- **Work instructions**
1/ In the email about the VPN prefix ORF draft, whose suggestions does the newly uploaded version adopt?
2/ Carry the email about the VPN prefix ORF draft forward, starting after its last line.

- **Excerpted passage**
------------------------------------------------------------

Hi, Robert:

 

I have uploaded the new version which adopt the suggestions from Jeff.

 

For your concerns, I think you may over worried the complex of “overload” bit.

According to your suggestions, how about let the other reviewer, AD etc. to 
comment on this issue, and seek their opinions later?

 

Let’s forward this document then?

 

Aijun 

 

From: [email protected] <[email protected]> On Behalf Of 
Robert Raszuk
Sent: Saturday, February 28, 2026 9:20 PM
To: Aijun Wang <[email protected]>
Cc: Jeffrey Haas <[email protected]>; BESS <[email protected]>; idr <[email protected]>; 
Sue Hares <[email protected]>; Keyur Patel <[email protected]>
Subject: [bess] Re: [Idr] Re: Re: Re: Re: draft-ietf-idr-vpn-prefix-orf-25 - 1 
Week WGLC onchanges (1/29/2026 to 1/5/2026)

------------------------------------------------------------

Records from a point annotation dataset

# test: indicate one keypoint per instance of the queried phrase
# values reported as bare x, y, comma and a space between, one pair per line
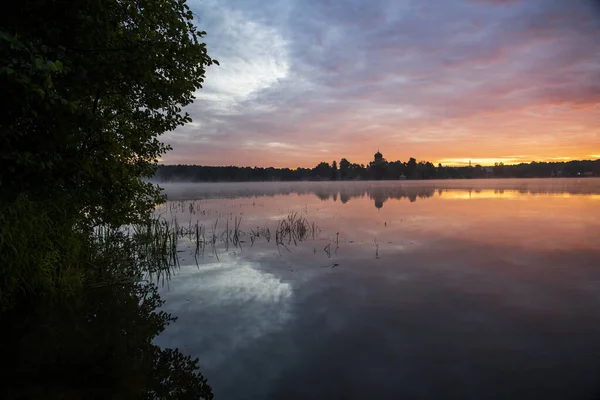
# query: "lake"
471, 289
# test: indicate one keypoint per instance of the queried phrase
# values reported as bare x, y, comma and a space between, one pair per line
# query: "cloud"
300, 81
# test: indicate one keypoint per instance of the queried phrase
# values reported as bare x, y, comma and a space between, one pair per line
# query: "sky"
447, 81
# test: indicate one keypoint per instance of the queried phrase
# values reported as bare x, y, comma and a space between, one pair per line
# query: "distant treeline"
376, 171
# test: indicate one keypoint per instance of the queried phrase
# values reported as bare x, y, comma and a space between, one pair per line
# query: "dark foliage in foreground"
87, 88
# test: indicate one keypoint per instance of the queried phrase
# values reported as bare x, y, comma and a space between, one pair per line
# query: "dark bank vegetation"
88, 86
344, 170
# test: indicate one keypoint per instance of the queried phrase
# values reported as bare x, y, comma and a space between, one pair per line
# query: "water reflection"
381, 192
464, 290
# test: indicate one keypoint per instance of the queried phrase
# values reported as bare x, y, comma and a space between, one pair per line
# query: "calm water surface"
414, 290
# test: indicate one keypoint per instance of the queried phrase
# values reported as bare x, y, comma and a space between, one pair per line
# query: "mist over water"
430, 289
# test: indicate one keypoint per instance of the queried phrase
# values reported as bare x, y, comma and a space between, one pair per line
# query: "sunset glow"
443, 81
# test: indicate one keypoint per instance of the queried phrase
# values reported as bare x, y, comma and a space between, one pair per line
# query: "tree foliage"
88, 86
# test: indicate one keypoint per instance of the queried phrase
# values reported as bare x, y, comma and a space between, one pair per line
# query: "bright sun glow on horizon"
446, 82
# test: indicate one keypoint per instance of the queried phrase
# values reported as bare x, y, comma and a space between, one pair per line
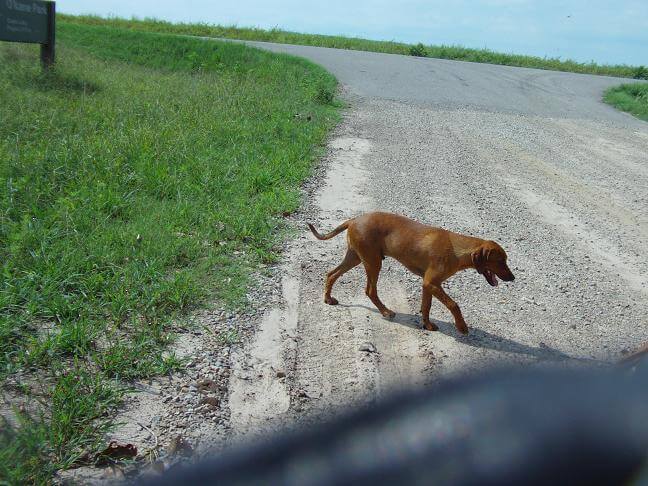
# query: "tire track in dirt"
318, 346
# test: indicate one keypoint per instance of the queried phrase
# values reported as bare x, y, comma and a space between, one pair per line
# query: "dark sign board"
29, 21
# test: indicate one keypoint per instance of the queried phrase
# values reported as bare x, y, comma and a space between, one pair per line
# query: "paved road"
527, 157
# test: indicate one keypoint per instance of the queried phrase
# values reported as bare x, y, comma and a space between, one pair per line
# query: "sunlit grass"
141, 176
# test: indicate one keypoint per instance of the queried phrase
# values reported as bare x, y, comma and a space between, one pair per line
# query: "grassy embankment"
632, 98
436, 51
142, 176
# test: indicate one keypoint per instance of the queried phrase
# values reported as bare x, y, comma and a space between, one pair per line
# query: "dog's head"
489, 259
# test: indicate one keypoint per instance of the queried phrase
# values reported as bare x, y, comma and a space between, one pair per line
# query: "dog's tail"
330, 235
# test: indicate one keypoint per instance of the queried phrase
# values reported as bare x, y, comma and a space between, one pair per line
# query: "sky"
607, 32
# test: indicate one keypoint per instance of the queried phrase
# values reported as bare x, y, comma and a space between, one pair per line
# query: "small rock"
211, 401
368, 347
179, 446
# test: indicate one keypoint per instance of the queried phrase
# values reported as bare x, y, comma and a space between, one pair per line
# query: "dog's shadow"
479, 338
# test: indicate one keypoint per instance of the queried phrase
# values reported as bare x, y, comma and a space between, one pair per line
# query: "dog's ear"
480, 256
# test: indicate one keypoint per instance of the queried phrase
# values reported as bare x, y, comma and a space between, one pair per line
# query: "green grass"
442, 51
143, 175
632, 98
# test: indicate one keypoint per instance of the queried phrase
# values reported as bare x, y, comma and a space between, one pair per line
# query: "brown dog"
432, 253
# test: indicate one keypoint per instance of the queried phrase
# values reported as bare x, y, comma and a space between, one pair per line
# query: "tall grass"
142, 175
340, 42
632, 98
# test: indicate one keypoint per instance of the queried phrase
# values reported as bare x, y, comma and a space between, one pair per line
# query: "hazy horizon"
578, 30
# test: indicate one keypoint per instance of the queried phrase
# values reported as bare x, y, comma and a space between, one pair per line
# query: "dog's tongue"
491, 278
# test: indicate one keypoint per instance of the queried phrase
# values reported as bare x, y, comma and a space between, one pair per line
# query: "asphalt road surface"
532, 159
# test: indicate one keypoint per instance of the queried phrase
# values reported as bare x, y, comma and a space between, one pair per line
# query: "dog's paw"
430, 326
462, 328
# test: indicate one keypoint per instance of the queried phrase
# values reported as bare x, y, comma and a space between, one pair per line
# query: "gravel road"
530, 158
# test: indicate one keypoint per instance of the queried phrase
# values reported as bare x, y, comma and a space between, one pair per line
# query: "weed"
418, 50
437, 51
132, 174
632, 98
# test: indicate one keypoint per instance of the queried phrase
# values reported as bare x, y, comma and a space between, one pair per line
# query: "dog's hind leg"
351, 259
372, 265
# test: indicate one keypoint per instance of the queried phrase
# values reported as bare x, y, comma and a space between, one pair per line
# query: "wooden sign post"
32, 21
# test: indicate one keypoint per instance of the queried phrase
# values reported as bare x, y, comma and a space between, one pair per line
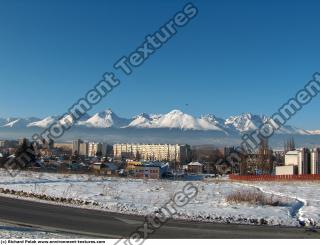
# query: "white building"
291, 158
153, 152
304, 161
296, 159
315, 161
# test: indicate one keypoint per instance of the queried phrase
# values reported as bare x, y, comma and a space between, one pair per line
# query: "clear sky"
234, 57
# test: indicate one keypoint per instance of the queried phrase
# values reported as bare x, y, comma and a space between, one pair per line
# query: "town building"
304, 161
153, 152
76, 145
195, 167
315, 161
300, 162
147, 170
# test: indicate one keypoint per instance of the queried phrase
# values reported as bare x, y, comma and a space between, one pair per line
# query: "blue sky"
234, 57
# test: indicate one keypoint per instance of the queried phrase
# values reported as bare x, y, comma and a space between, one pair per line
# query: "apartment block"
153, 152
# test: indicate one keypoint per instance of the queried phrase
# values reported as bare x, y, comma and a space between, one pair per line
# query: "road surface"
98, 224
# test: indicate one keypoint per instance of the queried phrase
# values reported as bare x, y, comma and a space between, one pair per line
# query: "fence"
303, 177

------------------------------------------------------------

- **Per-task outputs**
1/ It adopts the suggestions from Jeff.

2/
Dear Aijun,

 

When the BGP restart or router reload, should any ORF table be cleared,  and 
then the overall VPN Prefix Route control process happens from the beginning?

 

Nope. See when your ORF list is not empty (and it is not empty since filters 
have been pushed to the peer before peer's restart) the peer will not be 
sending you the routes which you would otherwise get with overload bit set to 1 
prior to restart. 

 

Reason being that the definition of overload VPN = 1 means in your document not 
to send NEW routes (NEW meaning post matching ORF rule reception and 
installation). 

 

 

If we rely on the soft restart feature to refresh the BGP route, all the BGP 
routes from the neighbor will be advertised again(although the matched 
offensive/overload” VPN routes will be filtered);

 

As Jeff pointed out that refresh message MUST always be sent anyway following 
the ORF message. So in fact you do not need an extra operational action.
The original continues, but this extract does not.